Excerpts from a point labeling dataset
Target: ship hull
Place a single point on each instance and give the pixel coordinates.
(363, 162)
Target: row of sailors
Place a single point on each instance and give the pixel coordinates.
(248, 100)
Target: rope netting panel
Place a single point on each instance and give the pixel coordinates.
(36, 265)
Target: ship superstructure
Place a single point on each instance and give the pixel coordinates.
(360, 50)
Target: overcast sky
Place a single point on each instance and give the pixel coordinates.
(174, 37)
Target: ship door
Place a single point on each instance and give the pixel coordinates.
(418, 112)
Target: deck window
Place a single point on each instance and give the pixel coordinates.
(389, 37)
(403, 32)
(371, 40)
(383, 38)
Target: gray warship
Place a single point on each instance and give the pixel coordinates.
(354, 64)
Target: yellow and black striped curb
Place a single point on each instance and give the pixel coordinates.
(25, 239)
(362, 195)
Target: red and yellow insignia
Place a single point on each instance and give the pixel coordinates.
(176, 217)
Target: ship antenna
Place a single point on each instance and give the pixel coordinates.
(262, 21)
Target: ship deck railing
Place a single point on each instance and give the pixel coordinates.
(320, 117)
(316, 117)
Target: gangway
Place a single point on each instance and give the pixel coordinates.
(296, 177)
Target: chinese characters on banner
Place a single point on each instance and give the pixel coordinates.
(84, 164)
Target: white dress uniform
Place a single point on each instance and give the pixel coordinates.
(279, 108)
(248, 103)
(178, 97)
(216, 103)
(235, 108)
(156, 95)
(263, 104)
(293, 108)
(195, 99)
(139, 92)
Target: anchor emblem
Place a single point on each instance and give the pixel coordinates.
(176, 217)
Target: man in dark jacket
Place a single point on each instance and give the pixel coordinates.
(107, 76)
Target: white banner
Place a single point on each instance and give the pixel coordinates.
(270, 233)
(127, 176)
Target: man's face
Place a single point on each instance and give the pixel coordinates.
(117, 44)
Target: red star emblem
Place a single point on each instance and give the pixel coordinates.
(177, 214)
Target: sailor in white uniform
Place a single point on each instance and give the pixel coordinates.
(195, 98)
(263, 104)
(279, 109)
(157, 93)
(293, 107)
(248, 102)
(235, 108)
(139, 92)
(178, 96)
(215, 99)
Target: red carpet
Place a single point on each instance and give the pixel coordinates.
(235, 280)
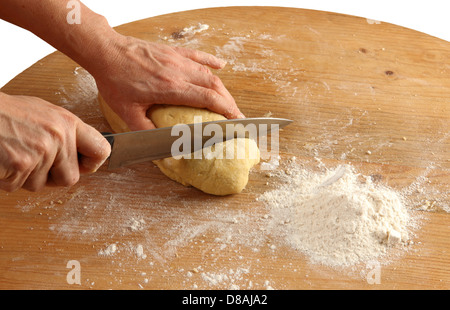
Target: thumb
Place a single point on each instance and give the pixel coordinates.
(92, 147)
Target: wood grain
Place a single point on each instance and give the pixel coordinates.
(375, 95)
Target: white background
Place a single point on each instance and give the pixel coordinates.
(19, 49)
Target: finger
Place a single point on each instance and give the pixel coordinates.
(39, 176)
(92, 148)
(16, 178)
(201, 97)
(201, 57)
(136, 119)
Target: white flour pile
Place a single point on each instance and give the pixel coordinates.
(337, 217)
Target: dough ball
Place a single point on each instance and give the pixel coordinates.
(220, 171)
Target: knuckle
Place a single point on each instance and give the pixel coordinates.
(21, 164)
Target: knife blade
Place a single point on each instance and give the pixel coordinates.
(139, 146)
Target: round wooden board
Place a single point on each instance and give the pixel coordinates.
(370, 94)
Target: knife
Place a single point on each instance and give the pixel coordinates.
(139, 146)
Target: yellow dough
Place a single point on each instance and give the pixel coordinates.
(218, 176)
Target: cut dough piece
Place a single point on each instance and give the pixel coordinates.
(213, 174)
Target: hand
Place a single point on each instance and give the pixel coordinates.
(140, 74)
(43, 144)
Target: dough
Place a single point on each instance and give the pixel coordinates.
(212, 175)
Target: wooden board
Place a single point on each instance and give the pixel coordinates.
(352, 85)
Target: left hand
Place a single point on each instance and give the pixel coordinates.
(140, 74)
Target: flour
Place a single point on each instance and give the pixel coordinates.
(347, 221)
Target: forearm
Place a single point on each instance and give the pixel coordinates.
(85, 42)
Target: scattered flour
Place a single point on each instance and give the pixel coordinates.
(338, 217)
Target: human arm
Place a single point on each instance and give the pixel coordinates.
(131, 74)
(43, 144)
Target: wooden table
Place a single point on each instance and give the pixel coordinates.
(371, 94)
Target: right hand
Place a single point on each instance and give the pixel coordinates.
(43, 144)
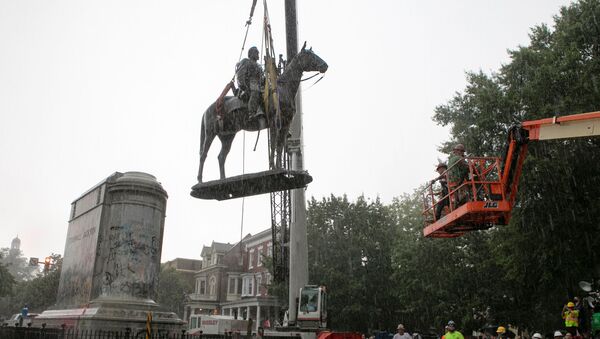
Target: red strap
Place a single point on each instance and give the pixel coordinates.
(220, 113)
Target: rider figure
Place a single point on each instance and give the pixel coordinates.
(249, 75)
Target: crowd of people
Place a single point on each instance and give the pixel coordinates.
(573, 315)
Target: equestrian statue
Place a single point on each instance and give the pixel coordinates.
(224, 118)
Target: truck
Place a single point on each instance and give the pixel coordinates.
(216, 324)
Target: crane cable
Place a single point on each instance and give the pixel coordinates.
(231, 85)
(220, 118)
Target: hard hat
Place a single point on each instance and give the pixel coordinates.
(459, 147)
(253, 50)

## STATED EXERCISE
Turn the lines into a Markdown table with the columns Row and Line, beginning at the line that has "Target: rider figure" and going through the last line, with blank lines left out.

## RESPONSE FOR THIS EXERCISE
| Row | Line |
|---|---|
| 1 | Target: rider figure |
| 2 | Place a single point on each instance and give the pixel coordinates. |
| 3 | (249, 75) |
| 4 | Target: crowd of people |
| 5 | Place a single point on each instance and give the pixel coordinates. |
| 6 | (573, 315) |
| 7 | Target: equestrian statue |
| 8 | Place a single point on each instance and give the pixel coordinates. |
| 9 | (224, 118) |
| 10 | Target: truck |
| 11 | Place a single point on each instance and give the pixel coordinates. |
| 12 | (216, 324) |
| 13 | Target: crane cable |
| 14 | Place a single point on each instance and give the pixel coordinates. |
| 15 | (231, 85) |
| 16 | (220, 118) |
| 17 | Target: hard hat |
| 18 | Place a single point on each instance and give the pixel coordinates. |
| 19 | (459, 147) |
| 20 | (253, 50) |